----- ESTRATTO FORNITO -----
Conrad von Hötzendorf.

A Vienna le sollecitazioni del Kaiser non trovarono una accoglienza particolarmente favorevole. Anzi, il messaggio venne tenuto semplicemente in evidenza. L’impero Austro Ungarico voleva risolvere la crisi da solo.
In verità, Francesco Giuseppe non era favorevole a nessuna operazione militare. Nella sua vita ne aveva passate tante e tutte le guerre che non era riuscito a evitare le aveva perse.
Ostile alla guerra anche l’alleato premier ungherese, conte Risza: da una possibile annessione della Serbia si allargava la base slava dell’impero e da una vittoria militare non c’era mai da attendersi nulla di buono.
I militari austro ungarici invece sentivano che le loro sciabole si stavano arrugginendo e cominciarono a soffiare sul fuoco. Il capo di stato maggiore Conrad era il più autorevole fautore di una guerra contro la Serbia. Era certo che in pochi mesi avrebbe chiuso la partita.
Più che favorevole alla guerra anche il ministro degli esteri austro ungarico Berchtold.
Il gabinetto di guerra si radunò e nessuno dei presenti, pacifisti e guerrafondai, non fecero un passo indietro. Ma Berchtold informò Francesco Giuseppe che Risza non voleva la guerra solo per non portarsi un concorrente in casa.
----- VOCI ESTRATTE -----
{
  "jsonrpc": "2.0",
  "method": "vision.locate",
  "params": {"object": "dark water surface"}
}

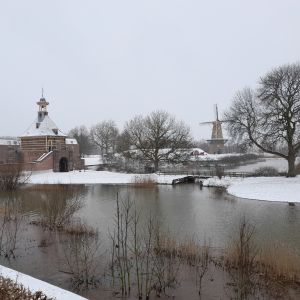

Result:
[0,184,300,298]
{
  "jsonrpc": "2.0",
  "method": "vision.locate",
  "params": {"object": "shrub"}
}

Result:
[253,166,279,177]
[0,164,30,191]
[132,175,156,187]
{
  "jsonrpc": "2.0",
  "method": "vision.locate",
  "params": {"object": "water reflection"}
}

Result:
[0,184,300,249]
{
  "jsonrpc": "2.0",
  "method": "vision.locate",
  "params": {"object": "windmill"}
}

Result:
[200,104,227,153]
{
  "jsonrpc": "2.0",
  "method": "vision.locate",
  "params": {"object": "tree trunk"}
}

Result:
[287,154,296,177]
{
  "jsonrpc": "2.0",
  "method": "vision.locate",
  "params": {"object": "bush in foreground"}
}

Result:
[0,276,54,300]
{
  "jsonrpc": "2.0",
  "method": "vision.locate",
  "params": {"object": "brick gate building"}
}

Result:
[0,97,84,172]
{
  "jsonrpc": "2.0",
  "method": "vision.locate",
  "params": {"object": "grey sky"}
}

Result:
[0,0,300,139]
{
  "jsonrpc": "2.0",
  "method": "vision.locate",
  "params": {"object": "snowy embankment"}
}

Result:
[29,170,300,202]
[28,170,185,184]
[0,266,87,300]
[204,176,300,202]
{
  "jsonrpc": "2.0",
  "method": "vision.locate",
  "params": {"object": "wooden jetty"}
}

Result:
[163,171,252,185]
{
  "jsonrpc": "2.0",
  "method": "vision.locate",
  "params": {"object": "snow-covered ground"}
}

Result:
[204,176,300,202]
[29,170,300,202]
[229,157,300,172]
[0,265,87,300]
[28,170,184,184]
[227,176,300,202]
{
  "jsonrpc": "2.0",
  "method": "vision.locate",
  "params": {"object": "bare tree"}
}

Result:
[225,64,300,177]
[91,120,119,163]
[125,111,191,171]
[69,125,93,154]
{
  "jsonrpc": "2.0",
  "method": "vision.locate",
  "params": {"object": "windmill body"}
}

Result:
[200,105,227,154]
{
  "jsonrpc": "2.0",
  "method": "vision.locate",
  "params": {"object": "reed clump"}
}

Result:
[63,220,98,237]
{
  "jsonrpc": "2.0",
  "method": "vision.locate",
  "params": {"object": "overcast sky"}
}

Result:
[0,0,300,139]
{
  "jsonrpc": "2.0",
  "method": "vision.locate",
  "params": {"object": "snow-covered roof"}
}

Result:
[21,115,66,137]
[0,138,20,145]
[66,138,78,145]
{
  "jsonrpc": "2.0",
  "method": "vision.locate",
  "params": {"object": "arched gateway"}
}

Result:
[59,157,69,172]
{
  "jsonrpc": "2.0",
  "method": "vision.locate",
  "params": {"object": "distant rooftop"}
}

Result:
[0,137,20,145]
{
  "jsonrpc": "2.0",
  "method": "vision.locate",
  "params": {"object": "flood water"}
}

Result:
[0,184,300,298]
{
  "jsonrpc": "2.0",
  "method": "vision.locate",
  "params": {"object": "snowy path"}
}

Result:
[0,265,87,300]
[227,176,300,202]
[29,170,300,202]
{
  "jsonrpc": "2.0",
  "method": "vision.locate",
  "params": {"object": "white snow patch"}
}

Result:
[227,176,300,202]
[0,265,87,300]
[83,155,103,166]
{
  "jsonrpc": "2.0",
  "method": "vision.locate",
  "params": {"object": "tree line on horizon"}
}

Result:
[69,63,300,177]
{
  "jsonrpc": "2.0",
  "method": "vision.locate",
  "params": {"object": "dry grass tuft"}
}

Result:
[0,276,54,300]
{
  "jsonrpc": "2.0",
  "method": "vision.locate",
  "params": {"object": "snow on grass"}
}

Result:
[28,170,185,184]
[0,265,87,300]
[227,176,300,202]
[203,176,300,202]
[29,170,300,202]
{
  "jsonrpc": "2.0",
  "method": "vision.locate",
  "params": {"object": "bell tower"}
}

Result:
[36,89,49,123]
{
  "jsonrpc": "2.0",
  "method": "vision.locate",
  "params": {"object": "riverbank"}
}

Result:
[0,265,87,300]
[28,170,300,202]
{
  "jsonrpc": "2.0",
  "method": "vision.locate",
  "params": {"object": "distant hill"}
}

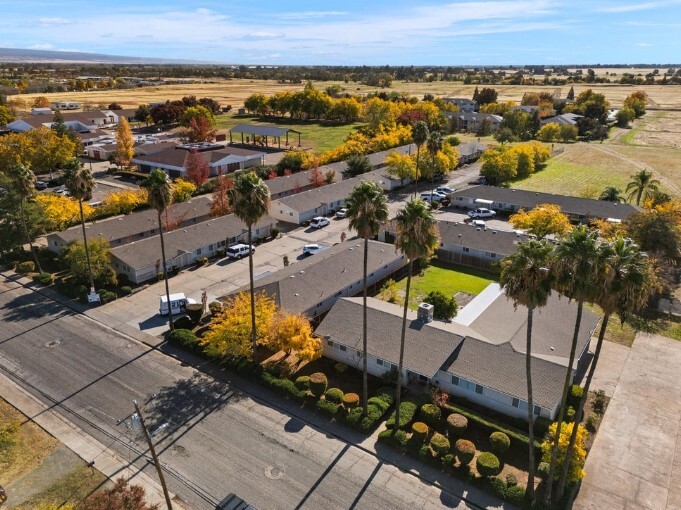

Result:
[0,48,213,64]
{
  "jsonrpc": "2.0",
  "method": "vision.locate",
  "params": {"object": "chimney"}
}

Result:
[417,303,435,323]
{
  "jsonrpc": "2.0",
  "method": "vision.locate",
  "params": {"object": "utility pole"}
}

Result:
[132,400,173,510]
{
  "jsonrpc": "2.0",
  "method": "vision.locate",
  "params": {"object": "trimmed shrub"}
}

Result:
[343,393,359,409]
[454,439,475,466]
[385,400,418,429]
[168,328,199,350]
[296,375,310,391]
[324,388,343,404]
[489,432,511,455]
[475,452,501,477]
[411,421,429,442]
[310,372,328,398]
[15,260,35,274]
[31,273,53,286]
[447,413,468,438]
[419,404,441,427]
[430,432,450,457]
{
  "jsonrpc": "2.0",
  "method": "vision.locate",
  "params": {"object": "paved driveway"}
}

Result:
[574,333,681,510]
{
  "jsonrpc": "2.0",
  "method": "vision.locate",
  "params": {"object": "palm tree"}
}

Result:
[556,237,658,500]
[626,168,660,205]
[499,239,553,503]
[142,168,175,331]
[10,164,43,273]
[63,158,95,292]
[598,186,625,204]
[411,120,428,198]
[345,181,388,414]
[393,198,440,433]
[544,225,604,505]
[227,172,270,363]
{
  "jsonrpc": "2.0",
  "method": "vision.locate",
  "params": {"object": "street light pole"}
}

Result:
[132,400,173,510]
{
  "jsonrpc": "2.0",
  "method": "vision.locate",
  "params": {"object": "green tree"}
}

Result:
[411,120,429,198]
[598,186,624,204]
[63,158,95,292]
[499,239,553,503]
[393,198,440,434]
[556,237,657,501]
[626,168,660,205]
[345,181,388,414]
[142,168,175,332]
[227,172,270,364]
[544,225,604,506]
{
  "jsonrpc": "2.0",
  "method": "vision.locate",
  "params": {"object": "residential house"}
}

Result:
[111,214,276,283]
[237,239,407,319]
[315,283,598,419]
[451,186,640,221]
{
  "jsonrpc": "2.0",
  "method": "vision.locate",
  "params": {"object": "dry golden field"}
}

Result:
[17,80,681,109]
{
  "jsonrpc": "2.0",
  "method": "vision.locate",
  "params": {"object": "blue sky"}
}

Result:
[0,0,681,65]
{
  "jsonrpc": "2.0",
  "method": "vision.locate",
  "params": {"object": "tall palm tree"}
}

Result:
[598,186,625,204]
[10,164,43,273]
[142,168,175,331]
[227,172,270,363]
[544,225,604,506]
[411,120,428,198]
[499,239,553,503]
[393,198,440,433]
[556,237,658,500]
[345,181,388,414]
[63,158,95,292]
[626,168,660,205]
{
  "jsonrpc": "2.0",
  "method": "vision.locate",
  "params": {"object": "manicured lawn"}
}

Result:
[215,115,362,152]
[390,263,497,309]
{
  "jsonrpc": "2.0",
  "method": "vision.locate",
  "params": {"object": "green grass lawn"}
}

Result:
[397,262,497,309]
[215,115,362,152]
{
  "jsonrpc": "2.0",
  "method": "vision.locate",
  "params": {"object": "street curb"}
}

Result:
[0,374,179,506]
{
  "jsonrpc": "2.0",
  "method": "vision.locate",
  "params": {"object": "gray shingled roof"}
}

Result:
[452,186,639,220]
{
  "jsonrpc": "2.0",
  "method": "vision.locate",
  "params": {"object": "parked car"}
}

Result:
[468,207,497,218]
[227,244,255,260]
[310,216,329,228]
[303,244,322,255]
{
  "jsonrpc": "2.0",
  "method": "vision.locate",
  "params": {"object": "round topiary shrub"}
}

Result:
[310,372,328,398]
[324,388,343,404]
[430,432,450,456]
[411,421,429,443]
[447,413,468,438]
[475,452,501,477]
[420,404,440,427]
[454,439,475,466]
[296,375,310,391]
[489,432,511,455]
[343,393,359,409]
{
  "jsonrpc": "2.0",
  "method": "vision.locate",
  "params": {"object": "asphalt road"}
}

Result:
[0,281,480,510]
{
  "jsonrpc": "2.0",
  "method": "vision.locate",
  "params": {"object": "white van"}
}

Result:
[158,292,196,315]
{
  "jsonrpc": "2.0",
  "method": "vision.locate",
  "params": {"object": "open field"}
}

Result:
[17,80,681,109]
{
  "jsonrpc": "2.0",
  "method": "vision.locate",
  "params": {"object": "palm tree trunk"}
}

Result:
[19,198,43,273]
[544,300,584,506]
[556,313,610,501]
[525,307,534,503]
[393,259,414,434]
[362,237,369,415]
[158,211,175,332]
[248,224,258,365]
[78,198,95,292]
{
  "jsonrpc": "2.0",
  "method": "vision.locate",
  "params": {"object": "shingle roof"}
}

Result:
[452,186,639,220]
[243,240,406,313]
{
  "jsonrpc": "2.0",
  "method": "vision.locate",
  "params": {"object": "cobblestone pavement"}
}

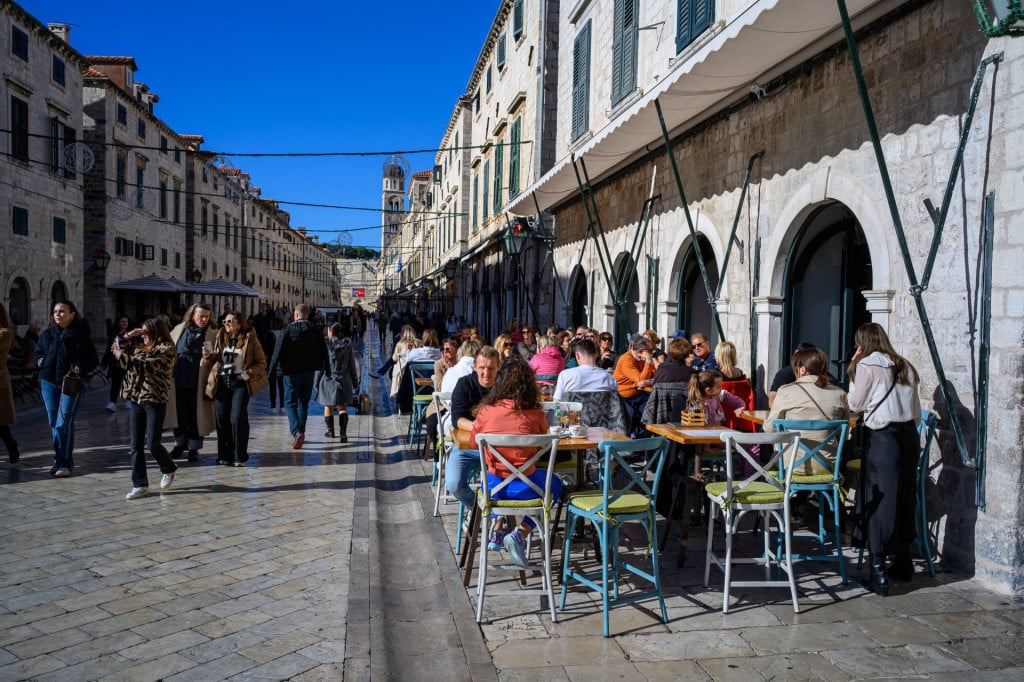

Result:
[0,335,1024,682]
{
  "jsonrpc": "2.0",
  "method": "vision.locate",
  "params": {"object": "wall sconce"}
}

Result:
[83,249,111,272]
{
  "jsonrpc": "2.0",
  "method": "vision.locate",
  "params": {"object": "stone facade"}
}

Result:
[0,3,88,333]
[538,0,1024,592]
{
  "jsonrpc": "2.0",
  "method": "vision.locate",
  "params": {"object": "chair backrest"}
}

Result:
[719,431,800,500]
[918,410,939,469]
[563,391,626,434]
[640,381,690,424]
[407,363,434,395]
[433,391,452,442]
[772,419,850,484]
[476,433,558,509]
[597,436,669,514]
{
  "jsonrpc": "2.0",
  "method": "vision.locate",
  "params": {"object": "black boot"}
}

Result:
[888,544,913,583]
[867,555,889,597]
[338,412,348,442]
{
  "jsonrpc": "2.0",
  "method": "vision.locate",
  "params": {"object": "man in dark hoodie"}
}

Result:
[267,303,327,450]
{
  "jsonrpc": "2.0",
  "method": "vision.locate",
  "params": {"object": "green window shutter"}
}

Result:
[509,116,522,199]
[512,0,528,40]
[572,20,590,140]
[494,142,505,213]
-----
OBIETTIVO: Trascrivi fedelmente il passo dell'estratto fornito che parte dalle parole "In verità, Francesco" e si chiude dopo "le aveva perse.".

RISPOSTA AL PROBLEMA:
In verità, Francesco Giuseppe non era favorevole a nessuna operazione militare. Nella sua vita ne aveva passate tante e tutte le guerre che non era riuscito a evitare le aveva perse.